:: Artikel ::

⁂

Agar umat kita tidak termasuk dua golongan terburuk ini,
maka mereka harus jujur terhadap diri sendiri dan menyadari bahwa bencana yang
diturunkan Allah merupakan akibat dari keburukan-keburukan yang telah mereka
perbuat. Bencana itu juga diakibatkan oleh ketidak-patuhan mereka terhadap
perintah-perintah Allah, kedurhakaan mereka terhadap Rasul dan keberpalingan
mereka dari jalan benar para ulama yang merupakan pewaris para nabi. Dengan
demikian murka Allah bisa menjadi rahmat bagi mereka.
وما أصابكم من مصيبة فبما كسبت أيديكم ويعفوا عن كثير
“Dan apa saja musibah yang menimpa kamu maka adalah
disebabkan oleh perbuatan tanganmu sendiri, dan Allah memaafkan sebagian besar
(dari kesalahan-kesalahanmu).” (QS. As-Syuro: 30).

⁂

:: Bahan yang Disediakan ::

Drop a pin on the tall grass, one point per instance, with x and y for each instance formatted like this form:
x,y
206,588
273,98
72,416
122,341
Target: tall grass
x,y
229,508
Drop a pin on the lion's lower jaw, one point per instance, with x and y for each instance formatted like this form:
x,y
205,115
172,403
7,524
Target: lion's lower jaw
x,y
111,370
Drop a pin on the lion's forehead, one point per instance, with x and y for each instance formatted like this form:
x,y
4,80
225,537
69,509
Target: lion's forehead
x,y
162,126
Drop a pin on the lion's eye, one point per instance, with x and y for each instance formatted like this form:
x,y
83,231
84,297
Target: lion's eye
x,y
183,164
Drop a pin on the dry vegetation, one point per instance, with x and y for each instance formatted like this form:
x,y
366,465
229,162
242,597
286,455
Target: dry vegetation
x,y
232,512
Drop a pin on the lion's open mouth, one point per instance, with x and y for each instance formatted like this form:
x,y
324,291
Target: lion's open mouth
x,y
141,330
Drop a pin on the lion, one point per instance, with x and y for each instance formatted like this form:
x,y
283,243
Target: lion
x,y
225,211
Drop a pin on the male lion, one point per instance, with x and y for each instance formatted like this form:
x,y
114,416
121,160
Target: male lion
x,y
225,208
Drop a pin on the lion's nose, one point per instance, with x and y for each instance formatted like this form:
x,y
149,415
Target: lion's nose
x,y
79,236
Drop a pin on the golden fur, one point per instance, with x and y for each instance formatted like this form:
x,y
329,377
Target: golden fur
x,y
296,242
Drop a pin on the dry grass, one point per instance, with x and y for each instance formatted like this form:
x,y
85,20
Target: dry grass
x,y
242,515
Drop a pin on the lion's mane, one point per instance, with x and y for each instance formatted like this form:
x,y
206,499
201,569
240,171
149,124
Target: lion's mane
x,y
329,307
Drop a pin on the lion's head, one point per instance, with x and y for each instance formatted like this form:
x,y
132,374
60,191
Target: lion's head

⁂

:: Ketentuan Tugas ::
Lanjutkan artikel tentang musibah sebagai akibat perbuatan manusia itu, mulai setelah kalimat terakhir yang tercantum.

:: Jawaban di Bawah ::
ذلك بأن الله لم يك مغيّرا نعمة أنعمها على قوم حتى يغيّروا ما
بأنفسهم وأن الله سميع عليم
“Yang demikian (siksaan) itu adalah karena sesungguhnya
Allah sekali-kali tidak akan merubah suatu ni’mat yang telah dianugerahkan-Nya
kepada suatu kaum, hingga kaum itu mengubah apa yang ada pada diri mereka
sendiri, dan sesungguhnya Allah Maha Mendengar lagi Maha Mengetahui.” (QS.
Al-Anfal; 53).
Kemudian mereka harus bertaubat dan beristighfar dengan
cara: menyesali, meninggalkan, serta berjanji tidak akan mengulang dosa dosa
yang diperbuat; mengembalikan harta yang diambil dengan jalan aniaya; lalu
memohon ampun kepada Allah.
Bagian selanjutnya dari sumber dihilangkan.